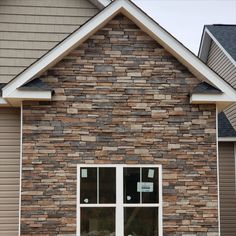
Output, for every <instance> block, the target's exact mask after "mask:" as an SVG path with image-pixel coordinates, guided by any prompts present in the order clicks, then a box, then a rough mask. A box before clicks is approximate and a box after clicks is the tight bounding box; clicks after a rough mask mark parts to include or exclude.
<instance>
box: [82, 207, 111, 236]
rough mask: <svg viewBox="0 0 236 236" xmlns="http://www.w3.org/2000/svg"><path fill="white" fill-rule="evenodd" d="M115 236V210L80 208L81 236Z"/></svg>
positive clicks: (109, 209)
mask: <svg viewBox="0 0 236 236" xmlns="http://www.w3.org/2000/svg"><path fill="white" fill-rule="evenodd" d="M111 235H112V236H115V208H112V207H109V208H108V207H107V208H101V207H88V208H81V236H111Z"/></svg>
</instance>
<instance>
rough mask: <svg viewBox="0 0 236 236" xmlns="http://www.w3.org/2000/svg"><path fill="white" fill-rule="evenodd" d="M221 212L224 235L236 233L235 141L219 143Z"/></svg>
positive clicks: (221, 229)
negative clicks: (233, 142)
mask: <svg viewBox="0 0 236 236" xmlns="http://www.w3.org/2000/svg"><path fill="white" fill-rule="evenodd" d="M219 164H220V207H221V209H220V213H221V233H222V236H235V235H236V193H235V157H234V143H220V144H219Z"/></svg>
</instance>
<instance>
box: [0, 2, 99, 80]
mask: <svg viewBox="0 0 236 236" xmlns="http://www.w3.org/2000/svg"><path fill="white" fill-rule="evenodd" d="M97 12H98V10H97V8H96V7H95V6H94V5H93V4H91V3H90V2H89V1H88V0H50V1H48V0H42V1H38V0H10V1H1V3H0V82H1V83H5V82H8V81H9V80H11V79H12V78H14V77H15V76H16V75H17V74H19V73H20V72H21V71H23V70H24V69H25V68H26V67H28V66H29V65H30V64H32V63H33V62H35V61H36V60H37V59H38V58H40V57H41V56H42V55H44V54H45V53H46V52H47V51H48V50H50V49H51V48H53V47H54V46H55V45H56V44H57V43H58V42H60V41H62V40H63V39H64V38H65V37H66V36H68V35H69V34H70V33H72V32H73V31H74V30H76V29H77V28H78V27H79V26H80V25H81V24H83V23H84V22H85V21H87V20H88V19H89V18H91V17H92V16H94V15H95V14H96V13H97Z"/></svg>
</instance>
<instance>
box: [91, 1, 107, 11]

> _Brief_
Your reply should be a single number: the count of lines above that contain the word "rough".

> _Task solution_
3